**Excerpt to read:**
By Jack Ross
The NFL may not have a team in Los Angeles, but Pacific Palisades could field the beginnings of one, with four homegrown athletes playing at the pro level this season.
For starters, Washington kicker Kai Forbath has been impressive. On October 19, he made a field goal in every quarter, including a 22-yarder as time expired, giving the Redskins a 19-17 home win over Tennessee and ending his team’s four-game losing streak. This was the Sherman Oaks Notre Dame product’s first game-winning field goal with his team behind since his days at UCLA, where he played from 2006-10.
In the preseason, Forbath fought for his job against rookie Zach Hocker, a seventh-round draft pick chosen to compete against him and won. Following his 40-yard field goal in overtime that enabled Washington to upset Dallas, 20-17, on Oct. 27, he is 13 of 14 on the season and 18 of 19 in extra points.
Meanwhile, Palisades High School’s Schwartz brothers—who happen to be the first Jewish brothers in the NFL since 1923—are still Sunday football mainstays, though they’ve experienced very different seasons thus far.
Mitchell has anchored Cleveland’s offensive line since being drafted in the second round in 2012. This year, as of October 26, the 317-pound tackle had played all 468 of his team’s offensive snaps, one of four Browns on the offensive line to do so. The team’s durability upfront has played a major role in Cleveland’s early success (despite losing Pro Bowl center Alex Mack, who also played with Mitchell at Cal, for the season due to a broken leg), and the Browns were in the hunt for the AFC North title at 4-3.

**To do:**
A - Answer these questions using the article about Pacific Palisades athletes in the NFL:
(i) What was the final score of Washington's home win over Tennessee on October 19?
(ii) Which rookie competed against Forbath for the kicking job in the preseason?
(iii) How many of Cleveland's offensive snaps had Mitchell played as of October 26?
B - Pick up the article about Pacific Palisades athletes in the NFL after its last sentence and keep writing.

**Information:**
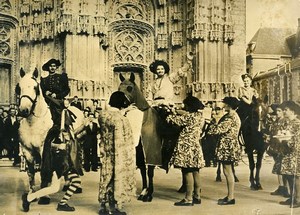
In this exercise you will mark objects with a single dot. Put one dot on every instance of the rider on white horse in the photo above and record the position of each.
(55, 88)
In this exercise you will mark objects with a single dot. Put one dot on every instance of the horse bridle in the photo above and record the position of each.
(33, 101)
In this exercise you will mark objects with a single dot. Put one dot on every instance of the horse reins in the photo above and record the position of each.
(33, 101)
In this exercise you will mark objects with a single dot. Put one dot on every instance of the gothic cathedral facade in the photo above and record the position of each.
(203, 41)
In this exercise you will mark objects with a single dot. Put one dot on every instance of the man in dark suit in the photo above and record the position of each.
(11, 126)
(55, 88)
(76, 103)
(90, 145)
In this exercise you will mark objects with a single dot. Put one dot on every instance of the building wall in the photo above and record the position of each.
(203, 41)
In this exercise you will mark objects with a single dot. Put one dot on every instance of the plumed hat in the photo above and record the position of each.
(233, 102)
(45, 67)
(246, 76)
(275, 106)
(292, 106)
(153, 66)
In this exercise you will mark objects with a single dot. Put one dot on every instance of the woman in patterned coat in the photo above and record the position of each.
(188, 152)
(228, 149)
(290, 166)
(117, 172)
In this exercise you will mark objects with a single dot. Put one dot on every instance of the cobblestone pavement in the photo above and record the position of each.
(13, 183)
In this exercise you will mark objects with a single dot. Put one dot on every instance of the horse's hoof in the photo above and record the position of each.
(65, 188)
(182, 189)
(218, 179)
(147, 198)
(44, 201)
(143, 193)
(253, 187)
(25, 202)
(258, 187)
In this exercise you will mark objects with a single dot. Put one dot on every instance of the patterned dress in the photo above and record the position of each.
(117, 172)
(188, 151)
(227, 131)
(291, 160)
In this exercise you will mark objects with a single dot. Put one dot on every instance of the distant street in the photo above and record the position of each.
(13, 183)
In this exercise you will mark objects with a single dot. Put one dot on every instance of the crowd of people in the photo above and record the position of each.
(113, 133)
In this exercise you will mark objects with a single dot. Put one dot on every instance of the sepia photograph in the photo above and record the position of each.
(150, 107)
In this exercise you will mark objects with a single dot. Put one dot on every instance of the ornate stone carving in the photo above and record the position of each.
(210, 20)
(36, 6)
(5, 6)
(48, 4)
(162, 41)
(83, 24)
(176, 38)
(129, 46)
(5, 34)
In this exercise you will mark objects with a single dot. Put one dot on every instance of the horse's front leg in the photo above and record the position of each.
(260, 156)
(218, 178)
(233, 171)
(30, 169)
(31, 175)
(251, 167)
(148, 197)
(143, 172)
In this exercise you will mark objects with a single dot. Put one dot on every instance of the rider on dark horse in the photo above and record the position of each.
(249, 113)
(55, 88)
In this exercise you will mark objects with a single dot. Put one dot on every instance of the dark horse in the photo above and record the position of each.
(252, 138)
(149, 150)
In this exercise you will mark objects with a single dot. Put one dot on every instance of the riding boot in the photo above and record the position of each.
(285, 192)
(278, 191)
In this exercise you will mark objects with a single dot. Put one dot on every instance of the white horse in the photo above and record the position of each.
(35, 123)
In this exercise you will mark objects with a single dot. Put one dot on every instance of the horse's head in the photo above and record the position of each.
(28, 90)
(133, 93)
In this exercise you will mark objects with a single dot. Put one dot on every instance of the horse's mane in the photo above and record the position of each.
(139, 99)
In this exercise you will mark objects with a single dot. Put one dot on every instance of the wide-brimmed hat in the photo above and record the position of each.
(246, 76)
(233, 102)
(274, 106)
(45, 67)
(293, 106)
(193, 104)
(153, 66)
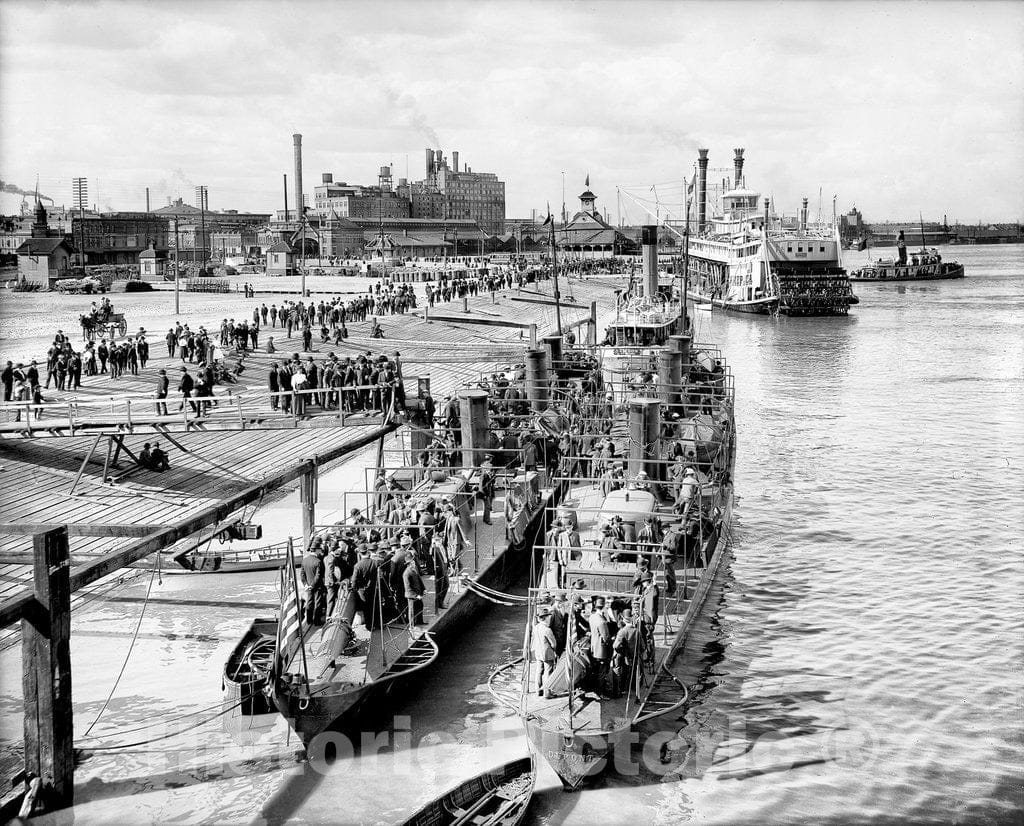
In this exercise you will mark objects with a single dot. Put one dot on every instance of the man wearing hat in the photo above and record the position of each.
(414, 592)
(624, 650)
(163, 386)
(486, 486)
(365, 589)
(649, 595)
(688, 488)
(600, 643)
(312, 576)
(544, 643)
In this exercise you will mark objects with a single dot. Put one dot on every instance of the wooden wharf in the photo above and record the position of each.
(67, 535)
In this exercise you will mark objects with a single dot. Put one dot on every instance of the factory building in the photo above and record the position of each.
(449, 191)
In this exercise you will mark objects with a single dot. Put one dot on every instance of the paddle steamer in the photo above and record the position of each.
(642, 528)
(749, 259)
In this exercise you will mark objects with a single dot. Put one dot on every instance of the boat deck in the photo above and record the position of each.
(592, 713)
(38, 473)
(375, 651)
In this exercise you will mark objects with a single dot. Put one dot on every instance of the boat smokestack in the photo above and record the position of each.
(299, 211)
(648, 241)
(701, 189)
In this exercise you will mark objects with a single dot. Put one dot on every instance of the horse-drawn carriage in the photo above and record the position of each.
(103, 325)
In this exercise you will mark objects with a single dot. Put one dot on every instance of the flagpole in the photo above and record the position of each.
(554, 261)
(302, 634)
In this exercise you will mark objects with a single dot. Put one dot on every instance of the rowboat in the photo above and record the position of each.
(498, 797)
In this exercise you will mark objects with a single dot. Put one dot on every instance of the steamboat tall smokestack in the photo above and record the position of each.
(299, 211)
(701, 189)
(648, 242)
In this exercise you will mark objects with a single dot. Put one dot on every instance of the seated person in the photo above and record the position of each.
(159, 459)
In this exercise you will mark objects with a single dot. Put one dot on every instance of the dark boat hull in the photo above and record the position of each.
(243, 685)
(311, 715)
(499, 797)
(952, 272)
(579, 756)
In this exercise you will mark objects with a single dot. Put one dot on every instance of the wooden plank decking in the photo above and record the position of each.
(36, 474)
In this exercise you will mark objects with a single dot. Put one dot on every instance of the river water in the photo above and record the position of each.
(859, 660)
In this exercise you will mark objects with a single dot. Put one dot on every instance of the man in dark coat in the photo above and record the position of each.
(365, 589)
(313, 578)
(185, 386)
(414, 592)
(285, 382)
(8, 381)
(163, 385)
(273, 384)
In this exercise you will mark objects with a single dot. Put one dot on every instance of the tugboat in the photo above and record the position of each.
(630, 558)
(926, 265)
(748, 259)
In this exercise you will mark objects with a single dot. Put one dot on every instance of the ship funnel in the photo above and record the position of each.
(648, 242)
(299, 211)
(701, 189)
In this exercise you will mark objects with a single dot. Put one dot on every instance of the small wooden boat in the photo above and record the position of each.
(498, 797)
(248, 668)
(232, 560)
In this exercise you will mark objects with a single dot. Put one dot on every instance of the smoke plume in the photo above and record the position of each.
(10, 187)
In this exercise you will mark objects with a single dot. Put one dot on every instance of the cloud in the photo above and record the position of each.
(820, 95)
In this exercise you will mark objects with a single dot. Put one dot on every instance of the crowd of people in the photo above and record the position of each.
(605, 637)
(377, 559)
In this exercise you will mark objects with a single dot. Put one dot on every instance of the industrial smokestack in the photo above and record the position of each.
(648, 242)
(299, 211)
(701, 189)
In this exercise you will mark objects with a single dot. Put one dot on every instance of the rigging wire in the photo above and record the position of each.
(131, 646)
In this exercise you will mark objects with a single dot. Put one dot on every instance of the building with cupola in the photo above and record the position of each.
(44, 256)
(587, 234)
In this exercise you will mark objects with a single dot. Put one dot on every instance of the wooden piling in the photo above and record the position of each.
(46, 672)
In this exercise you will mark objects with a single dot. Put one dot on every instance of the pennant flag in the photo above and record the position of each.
(289, 624)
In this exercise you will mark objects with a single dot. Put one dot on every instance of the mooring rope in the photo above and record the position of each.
(131, 645)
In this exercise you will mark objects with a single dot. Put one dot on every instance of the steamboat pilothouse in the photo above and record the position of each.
(749, 259)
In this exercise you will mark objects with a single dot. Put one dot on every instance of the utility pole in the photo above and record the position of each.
(177, 270)
(80, 188)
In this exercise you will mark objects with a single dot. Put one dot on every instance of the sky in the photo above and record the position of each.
(898, 109)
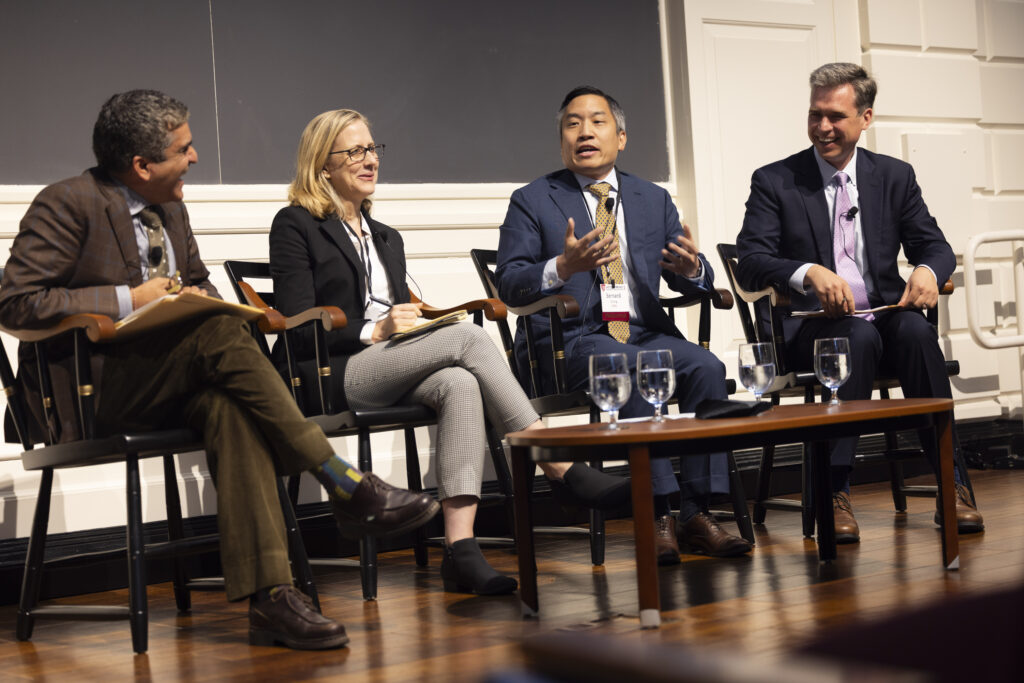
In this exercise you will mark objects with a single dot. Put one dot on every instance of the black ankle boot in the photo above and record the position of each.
(465, 570)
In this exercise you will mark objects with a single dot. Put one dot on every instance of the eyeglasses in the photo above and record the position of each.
(357, 154)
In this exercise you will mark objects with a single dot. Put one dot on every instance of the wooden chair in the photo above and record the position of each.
(127, 447)
(563, 401)
(364, 422)
(761, 316)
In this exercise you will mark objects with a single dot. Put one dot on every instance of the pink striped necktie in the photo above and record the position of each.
(845, 245)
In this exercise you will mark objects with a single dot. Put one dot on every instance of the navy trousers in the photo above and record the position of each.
(699, 375)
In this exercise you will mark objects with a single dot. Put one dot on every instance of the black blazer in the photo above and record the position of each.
(786, 224)
(314, 263)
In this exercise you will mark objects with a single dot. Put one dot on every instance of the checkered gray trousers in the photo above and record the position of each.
(460, 373)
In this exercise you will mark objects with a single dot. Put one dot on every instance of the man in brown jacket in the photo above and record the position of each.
(108, 242)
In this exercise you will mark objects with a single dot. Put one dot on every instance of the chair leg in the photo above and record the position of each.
(739, 500)
(368, 566)
(297, 549)
(597, 536)
(763, 489)
(896, 482)
(368, 545)
(415, 480)
(137, 607)
(175, 531)
(294, 482)
(503, 476)
(806, 504)
(32, 578)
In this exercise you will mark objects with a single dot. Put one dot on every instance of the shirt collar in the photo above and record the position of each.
(828, 171)
(611, 179)
(133, 199)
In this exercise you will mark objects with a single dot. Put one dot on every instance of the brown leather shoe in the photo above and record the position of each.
(969, 520)
(665, 541)
(379, 509)
(286, 616)
(700, 534)
(846, 525)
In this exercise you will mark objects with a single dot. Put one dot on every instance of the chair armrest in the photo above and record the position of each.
(331, 317)
(564, 305)
(273, 322)
(719, 298)
(97, 328)
(493, 308)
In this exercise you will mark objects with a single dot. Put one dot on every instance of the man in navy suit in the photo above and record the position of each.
(788, 241)
(576, 231)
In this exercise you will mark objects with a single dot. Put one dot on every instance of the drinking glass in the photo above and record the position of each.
(655, 378)
(609, 383)
(757, 368)
(832, 364)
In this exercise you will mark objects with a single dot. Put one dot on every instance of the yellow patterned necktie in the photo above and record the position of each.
(612, 272)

**Answers by item number:**
A -
(i) 19-17
(ii) Zach Hocker
(iii) All 468

B -
Meanwhile, older brother Geoff unfortunately has not yet seen the field for his New York Giants. The offensive guard signed a four-year, $16.8 million deal this
March, only to dislocate his right big toe in a preseason game against the Jets. However, reports noted that he was back practicing ahead of the team’s Monday night home game against Indianapolis on Nov. 3.
Former Loyola star Chris Conte has also endured his fair share of health challenges this season. In April, Chicago’s fourth-year safety—who played in 45 of 48 games to open his career—underwent right shoulder surgery. He recovered in time to start Chicago’s first six games, only to sprain his shoulder and suffer his second concussion of the year at Atlanta in Week 6. After missing one game, he returned for the Bears’ 53-21 defeat at New England, recording a season-high eight tackles and bringing his season total to 27 with two interceptions.